Point labeling examples:
(begin)

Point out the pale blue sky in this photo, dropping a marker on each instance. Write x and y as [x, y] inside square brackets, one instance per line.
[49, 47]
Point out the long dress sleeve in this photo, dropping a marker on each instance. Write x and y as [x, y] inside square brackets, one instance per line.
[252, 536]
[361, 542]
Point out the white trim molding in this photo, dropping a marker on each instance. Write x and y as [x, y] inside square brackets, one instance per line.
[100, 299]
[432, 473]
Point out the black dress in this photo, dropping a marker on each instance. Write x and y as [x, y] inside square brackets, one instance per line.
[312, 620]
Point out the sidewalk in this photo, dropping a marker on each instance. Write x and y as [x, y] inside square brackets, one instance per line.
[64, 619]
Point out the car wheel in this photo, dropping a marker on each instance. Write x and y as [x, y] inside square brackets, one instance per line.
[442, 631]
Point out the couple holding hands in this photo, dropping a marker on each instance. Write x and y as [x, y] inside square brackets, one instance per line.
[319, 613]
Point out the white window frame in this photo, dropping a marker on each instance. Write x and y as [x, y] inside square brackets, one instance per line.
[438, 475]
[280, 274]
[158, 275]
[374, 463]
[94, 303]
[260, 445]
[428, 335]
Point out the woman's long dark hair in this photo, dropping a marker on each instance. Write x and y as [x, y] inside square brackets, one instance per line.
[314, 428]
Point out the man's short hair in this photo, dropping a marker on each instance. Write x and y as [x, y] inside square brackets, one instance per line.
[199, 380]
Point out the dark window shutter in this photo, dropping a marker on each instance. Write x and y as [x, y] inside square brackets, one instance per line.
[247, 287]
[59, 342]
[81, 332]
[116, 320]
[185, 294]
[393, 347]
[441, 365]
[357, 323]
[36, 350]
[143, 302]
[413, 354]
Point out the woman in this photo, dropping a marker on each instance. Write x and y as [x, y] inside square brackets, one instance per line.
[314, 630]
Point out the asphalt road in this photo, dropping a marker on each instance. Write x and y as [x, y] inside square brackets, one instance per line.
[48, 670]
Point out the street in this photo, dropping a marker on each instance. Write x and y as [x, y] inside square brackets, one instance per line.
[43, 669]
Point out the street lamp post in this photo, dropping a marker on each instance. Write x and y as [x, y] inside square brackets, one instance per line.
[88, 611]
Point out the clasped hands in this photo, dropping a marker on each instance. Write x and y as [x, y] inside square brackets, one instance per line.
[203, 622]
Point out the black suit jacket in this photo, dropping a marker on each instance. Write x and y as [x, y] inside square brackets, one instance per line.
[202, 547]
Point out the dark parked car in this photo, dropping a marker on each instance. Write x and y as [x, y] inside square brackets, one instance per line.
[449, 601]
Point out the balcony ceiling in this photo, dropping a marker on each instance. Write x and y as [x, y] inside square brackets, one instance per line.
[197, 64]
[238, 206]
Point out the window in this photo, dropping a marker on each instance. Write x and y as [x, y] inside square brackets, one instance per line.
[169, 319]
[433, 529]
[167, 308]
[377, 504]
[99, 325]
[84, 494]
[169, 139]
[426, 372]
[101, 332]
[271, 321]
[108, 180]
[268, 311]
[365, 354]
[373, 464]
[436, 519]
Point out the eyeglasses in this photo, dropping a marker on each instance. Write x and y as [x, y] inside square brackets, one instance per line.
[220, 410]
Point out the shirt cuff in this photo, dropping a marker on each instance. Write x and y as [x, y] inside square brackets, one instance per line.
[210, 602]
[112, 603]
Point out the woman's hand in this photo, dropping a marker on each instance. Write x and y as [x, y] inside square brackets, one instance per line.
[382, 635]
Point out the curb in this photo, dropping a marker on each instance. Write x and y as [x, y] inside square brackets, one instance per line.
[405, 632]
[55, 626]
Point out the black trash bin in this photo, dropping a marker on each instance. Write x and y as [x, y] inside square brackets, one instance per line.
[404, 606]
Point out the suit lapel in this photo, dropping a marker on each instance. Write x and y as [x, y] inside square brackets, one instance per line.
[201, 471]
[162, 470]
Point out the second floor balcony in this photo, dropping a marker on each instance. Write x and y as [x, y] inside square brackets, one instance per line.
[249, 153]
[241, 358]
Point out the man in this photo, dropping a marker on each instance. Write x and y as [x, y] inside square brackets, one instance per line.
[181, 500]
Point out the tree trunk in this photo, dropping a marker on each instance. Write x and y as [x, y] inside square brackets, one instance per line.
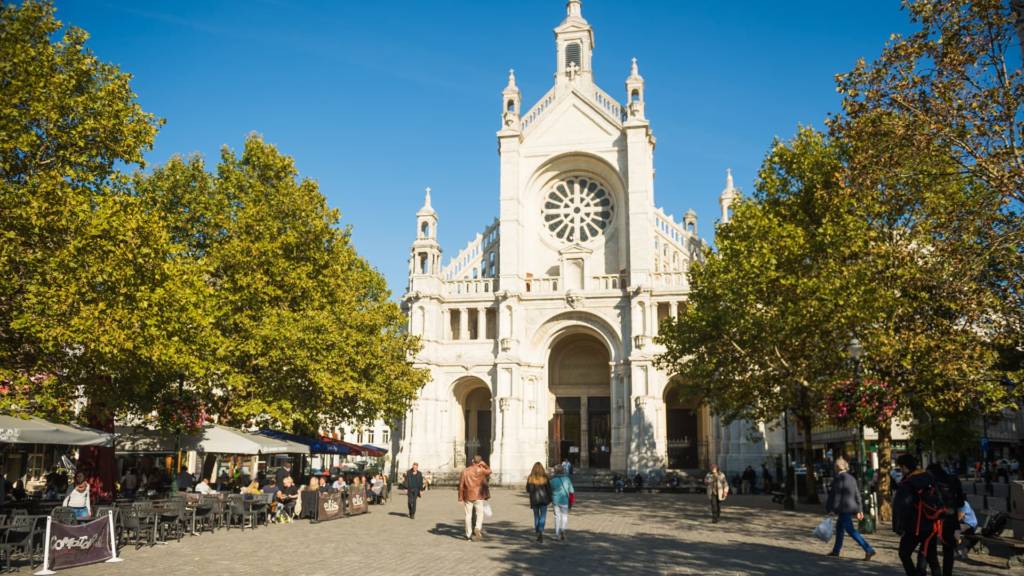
[885, 465]
[811, 484]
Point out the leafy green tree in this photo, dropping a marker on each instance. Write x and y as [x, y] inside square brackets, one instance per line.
[767, 319]
[958, 82]
[67, 121]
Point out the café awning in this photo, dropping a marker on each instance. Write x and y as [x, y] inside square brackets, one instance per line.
[38, 430]
[215, 439]
[212, 439]
[314, 445]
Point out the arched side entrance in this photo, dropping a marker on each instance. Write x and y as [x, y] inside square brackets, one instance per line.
[580, 388]
[473, 396]
[686, 426]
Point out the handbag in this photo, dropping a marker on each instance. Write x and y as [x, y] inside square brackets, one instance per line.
[823, 531]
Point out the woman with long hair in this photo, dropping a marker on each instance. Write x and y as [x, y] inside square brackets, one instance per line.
[539, 488]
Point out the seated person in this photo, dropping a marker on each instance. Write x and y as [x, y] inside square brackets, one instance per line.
[204, 487]
[287, 497]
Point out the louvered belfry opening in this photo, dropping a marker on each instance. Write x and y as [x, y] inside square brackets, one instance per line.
[572, 55]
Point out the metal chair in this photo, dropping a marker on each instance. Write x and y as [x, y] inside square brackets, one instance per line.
[138, 521]
[238, 509]
[24, 536]
[64, 516]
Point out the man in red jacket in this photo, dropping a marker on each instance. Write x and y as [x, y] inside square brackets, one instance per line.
[473, 492]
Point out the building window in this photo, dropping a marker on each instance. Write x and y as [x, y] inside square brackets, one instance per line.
[578, 209]
[572, 55]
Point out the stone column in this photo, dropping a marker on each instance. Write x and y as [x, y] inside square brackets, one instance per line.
[584, 433]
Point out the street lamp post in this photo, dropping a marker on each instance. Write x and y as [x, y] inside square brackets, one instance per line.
[791, 478]
[856, 351]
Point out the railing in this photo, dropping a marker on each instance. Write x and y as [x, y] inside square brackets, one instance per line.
[609, 282]
[609, 104]
[474, 286]
[670, 280]
[539, 109]
[543, 284]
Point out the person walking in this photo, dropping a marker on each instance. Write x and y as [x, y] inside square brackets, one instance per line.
[414, 485]
[539, 488]
[914, 486]
[562, 496]
[718, 490]
[953, 499]
[844, 501]
[473, 492]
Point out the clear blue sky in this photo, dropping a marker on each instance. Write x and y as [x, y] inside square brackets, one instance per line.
[376, 100]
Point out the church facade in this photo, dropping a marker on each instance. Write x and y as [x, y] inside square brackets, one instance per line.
[538, 335]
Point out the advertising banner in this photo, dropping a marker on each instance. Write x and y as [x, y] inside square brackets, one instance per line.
[68, 545]
[357, 502]
[330, 505]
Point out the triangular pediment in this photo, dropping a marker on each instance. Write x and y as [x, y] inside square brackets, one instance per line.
[572, 119]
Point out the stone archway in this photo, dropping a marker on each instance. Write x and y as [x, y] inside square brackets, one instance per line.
[580, 401]
[686, 429]
[475, 419]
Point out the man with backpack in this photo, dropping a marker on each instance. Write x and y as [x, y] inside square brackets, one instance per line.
[951, 492]
[918, 510]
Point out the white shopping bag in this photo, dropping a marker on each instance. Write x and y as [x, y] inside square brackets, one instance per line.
[823, 531]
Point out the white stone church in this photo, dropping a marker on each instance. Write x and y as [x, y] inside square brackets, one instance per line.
[538, 334]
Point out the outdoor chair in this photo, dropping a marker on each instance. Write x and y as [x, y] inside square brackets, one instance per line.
[138, 522]
[24, 537]
[64, 516]
[239, 512]
[173, 518]
[205, 515]
[260, 508]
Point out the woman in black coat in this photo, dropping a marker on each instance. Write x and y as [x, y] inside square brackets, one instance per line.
[539, 488]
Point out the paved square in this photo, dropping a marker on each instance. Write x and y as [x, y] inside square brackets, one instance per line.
[608, 534]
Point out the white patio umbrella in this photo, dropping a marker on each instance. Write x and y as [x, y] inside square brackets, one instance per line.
[38, 430]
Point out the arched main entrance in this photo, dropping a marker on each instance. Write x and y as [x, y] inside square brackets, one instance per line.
[580, 384]
[473, 396]
[687, 443]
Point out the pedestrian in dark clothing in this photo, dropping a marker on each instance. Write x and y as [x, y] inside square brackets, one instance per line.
[914, 485]
[284, 471]
[718, 490]
[844, 501]
[539, 488]
[953, 498]
[414, 485]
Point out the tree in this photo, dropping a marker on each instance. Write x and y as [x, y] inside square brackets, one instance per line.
[767, 319]
[67, 121]
[308, 337]
[957, 81]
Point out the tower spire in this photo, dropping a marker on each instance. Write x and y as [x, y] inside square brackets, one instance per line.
[729, 195]
[573, 8]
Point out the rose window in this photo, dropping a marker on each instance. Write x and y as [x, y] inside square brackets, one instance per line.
[578, 209]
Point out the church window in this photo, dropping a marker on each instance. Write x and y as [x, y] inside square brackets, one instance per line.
[578, 209]
[572, 55]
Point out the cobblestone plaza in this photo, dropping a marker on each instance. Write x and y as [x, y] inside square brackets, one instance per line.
[608, 534]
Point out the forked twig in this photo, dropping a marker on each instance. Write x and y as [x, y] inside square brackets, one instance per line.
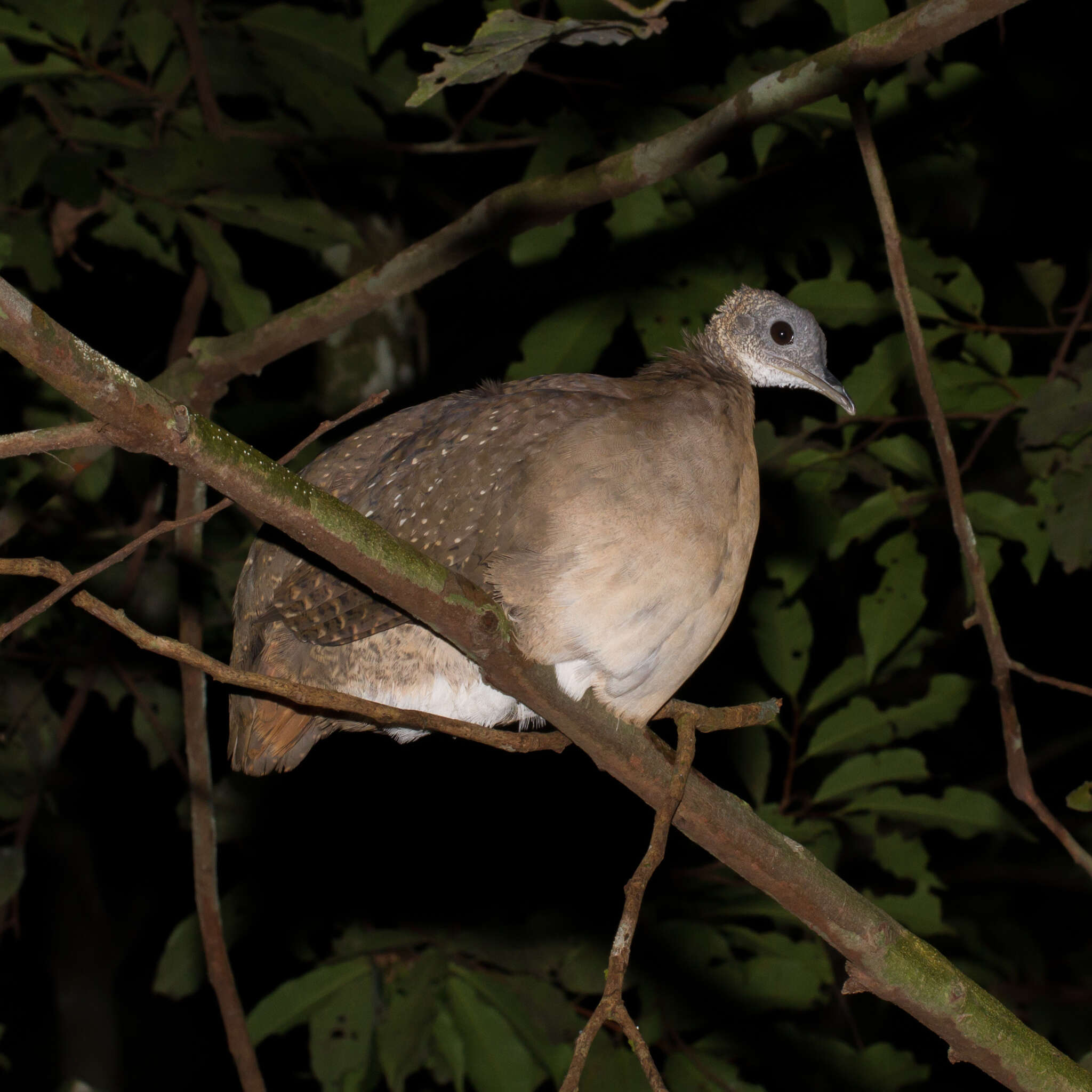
[74, 581]
[612, 1006]
[1019, 774]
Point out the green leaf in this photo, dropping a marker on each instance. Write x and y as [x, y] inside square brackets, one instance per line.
[873, 383]
[94, 479]
[695, 1071]
[1057, 410]
[900, 764]
[332, 42]
[783, 638]
[13, 26]
[330, 105]
[991, 350]
[13, 71]
[1045, 281]
[850, 17]
[293, 1003]
[950, 279]
[1026, 524]
[942, 704]
[963, 812]
[892, 612]
[848, 677]
[150, 31]
[382, 18]
[764, 141]
[243, 305]
[748, 751]
[505, 42]
[450, 1047]
[1080, 799]
[410, 1009]
[904, 453]
[496, 1058]
[874, 513]
[341, 1032]
[166, 706]
[12, 871]
[569, 340]
[300, 221]
[684, 300]
[122, 229]
[838, 304]
[644, 212]
[181, 969]
[67, 20]
[506, 1000]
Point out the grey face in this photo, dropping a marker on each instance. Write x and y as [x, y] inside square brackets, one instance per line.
[776, 343]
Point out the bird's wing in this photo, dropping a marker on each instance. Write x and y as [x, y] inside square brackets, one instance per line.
[439, 476]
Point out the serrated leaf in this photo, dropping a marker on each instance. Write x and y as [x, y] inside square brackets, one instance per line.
[1026, 524]
[332, 41]
[341, 1032]
[892, 612]
[569, 340]
[150, 31]
[122, 229]
[450, 1047]
[783, 638]
[1080, 799]
[1058, 408]
[13, 26]
[874, 513]
[850, 17]
[899, 764]
[1045, 281]
[904, 453]
[12, 871]
[963, 812]
[848, 677]
[505, 42]
[496, 1058]
[411, 1000]
[838, 304]
[293, 1003]
[382, 18]
[873, 383]
[300, 221]
[991, 350]
[67, 20]
[243, 305]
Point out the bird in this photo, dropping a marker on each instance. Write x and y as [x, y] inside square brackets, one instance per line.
[613, 519]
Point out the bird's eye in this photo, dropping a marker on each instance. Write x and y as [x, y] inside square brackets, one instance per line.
[782, 333]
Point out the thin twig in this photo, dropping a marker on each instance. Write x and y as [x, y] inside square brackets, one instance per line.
[166, 526]
[1050, 679]
[1059, 358]
[186, 18]
[1017, 759]
[191, 493]
[84, 434]
[612, 1006]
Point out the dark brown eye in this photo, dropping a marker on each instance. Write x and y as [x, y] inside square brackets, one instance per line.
[782, 333]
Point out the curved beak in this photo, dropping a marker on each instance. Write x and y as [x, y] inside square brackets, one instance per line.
[827, 383]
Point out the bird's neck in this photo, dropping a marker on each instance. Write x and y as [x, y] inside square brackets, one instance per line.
[701, 364]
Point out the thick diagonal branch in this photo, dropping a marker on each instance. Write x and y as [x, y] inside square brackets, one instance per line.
[906, 970]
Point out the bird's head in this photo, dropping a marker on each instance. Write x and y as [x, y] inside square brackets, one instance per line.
[776, 343]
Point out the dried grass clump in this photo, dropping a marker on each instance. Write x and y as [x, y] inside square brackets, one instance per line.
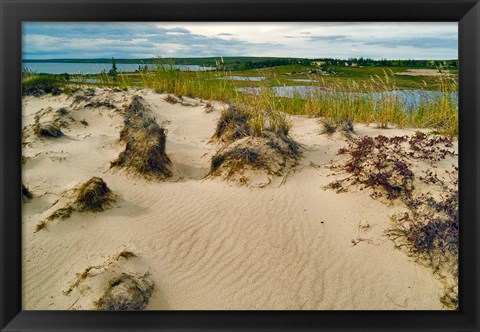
[385, 163]
[47, 130]
[26, 193]
[274, 153]
[93, 195]
[330, 126]
[145, 143]
[126, 292]
[233, 124]
[429, 233]
[62, 213]
[172, 100]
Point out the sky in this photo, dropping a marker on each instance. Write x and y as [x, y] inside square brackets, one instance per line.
[375, 40]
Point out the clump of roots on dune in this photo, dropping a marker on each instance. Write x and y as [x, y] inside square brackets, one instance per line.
[429, 230]
[145, 140]
[126, 292]
[255, 140]
[93, 195]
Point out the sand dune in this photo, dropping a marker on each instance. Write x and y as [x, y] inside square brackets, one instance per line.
[204, 242]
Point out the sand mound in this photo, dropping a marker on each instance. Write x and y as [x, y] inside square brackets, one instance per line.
[47, 130]
[93, 195]
[126, 292]
[272, 153]
[26, 193]
[145, 143]
[123, 280]
[232, 125]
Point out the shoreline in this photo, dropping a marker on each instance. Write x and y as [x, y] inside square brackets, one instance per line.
[205, 242]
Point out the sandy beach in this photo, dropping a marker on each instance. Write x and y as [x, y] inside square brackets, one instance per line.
[206, 242]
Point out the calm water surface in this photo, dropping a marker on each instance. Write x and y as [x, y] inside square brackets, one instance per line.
[95, 68]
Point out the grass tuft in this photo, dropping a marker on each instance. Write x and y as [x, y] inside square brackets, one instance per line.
[93, 195]
[126, 292]
[47, 130]
[145, 143]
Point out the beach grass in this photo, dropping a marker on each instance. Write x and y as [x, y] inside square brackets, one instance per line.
[358, 98]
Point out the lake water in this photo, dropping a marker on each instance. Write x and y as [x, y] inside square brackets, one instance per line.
[411, 98]
[95, 68]
[244, 78]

(end)

Take the lines above from the one holding "Point out the sandy" to the last and output them exactly.

Task answer.
Point out the sandy beach in this photo, dropping a marker on each instance. Write x and y as [x, y] inside square brackets, one instance per line.
[206, 242]
Point out the calm water surface in this photo, dropping a marker on each instance. Write x and y as [x, y] inside square brackets, one instance per line.
[95, 68]
Point out the grass tuft in this photo, dropping a marker on each instance. Write x and y as [x, y] inside square brackets, one instance per line.
[93, 195]
[126, 292]
[47, 130]
[145, 143]
Point out the beach grass in this photo, dropping a marker on each instance. Write x and y as [x, y] inside square brackets, one instance per line.
[358, 98]
Point out the lake water in this photo, dropping a marker on each instance. Write x and y as [x, y] inside square brackets, one instance per line.
[411, 98]
[95, 68]
[244, 78]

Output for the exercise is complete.